## What you will do
Render the data below as a numbered list, from the line containing "A teaching note to the class: indicate the narrow" through the end of the data, leaving out any blank lines.

[Coordinate annotation data]
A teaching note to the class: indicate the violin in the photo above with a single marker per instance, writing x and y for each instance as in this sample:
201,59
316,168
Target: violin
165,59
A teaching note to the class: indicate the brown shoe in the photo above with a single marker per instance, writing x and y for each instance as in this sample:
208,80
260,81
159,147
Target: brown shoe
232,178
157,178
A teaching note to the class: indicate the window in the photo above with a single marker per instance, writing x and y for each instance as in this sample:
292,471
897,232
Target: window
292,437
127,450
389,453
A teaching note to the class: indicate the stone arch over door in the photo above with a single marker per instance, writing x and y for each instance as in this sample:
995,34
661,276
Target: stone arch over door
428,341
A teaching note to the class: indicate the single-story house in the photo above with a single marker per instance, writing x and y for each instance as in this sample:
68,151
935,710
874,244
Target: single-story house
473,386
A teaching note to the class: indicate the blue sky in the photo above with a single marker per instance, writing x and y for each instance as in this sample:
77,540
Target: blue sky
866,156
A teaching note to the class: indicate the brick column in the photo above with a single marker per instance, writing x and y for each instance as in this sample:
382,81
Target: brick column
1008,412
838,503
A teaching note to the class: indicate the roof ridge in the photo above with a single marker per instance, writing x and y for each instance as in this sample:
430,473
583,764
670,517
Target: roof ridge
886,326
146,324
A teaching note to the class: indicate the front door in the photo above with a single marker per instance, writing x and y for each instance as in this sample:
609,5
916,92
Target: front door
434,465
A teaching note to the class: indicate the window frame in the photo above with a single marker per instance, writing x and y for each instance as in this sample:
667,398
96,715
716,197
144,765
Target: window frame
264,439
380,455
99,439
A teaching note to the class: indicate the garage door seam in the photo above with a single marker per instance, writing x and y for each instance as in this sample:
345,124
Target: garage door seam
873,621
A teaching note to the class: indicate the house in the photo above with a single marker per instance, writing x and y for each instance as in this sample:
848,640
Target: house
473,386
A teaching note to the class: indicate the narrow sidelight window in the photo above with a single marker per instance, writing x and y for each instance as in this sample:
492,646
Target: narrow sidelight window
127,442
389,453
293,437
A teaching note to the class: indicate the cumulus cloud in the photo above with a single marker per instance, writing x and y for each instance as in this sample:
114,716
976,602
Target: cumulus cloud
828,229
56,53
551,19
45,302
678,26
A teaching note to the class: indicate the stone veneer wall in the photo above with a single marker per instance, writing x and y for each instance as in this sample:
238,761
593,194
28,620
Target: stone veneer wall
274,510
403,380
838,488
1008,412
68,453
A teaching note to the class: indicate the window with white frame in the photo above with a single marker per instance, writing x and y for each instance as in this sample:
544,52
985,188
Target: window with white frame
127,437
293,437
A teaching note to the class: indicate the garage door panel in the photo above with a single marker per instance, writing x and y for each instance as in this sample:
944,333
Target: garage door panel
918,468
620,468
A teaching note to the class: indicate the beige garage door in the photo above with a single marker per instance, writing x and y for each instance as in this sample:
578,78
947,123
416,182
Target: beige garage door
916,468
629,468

## Full solution
1. A teaching note to the class: indicate the narrow sidelight window in the photo above with a single marker per instance, writing x and y for each instance as in this sample:
2. 492,646
3. Target: narrow sidelight window
4. 127,442
5. 389,453
6. 293,437
7. A teaching note to the class: indicate the cumulus cloud in the photo above with a single marker per instance, writing x and y for each instance as in this sample:
8. 114,716
9. 976,602
10. Target: cumulus cloud
11. 828,229
12. 56,53
13. 551,19
14. 45,302
15. 678,26
16. A teaching note to the class: indicate the stone veneer wall in the photo above with a single marker per instance, writing x and y for each instance as in this sample:
17. 238,761
18. 593,194
19. 28,620
20. Target: stone veneer wall
21. 274,510
22. 403,380
23. 838,488
24. 1008,412
25. 68,453
26. A teaching note to the class: indicate the window with white frame in the photo above with a single marker per instance, writing x and y for each instance as in this sample:
27. 544,52
28. 985,188
29. Target: window with white frame
30. 127,437
31. 293,437
32. A teaching note to the class: indicate the garage door panel in the photo above with a single marker per instance, writing x and y for each instance as in this sample:
33. 944,333
34. Target: garage door panel
35. 918,468
36. 620,468
37. A teaching note to the class: indicate the beige garage door in the photo above with a single marker per instance, writing x and y for each instance as in this sample:
38. 578,78
39. 947,123
40. 416,182
41. Target: beige garage door
42. 916,468
43. 629,468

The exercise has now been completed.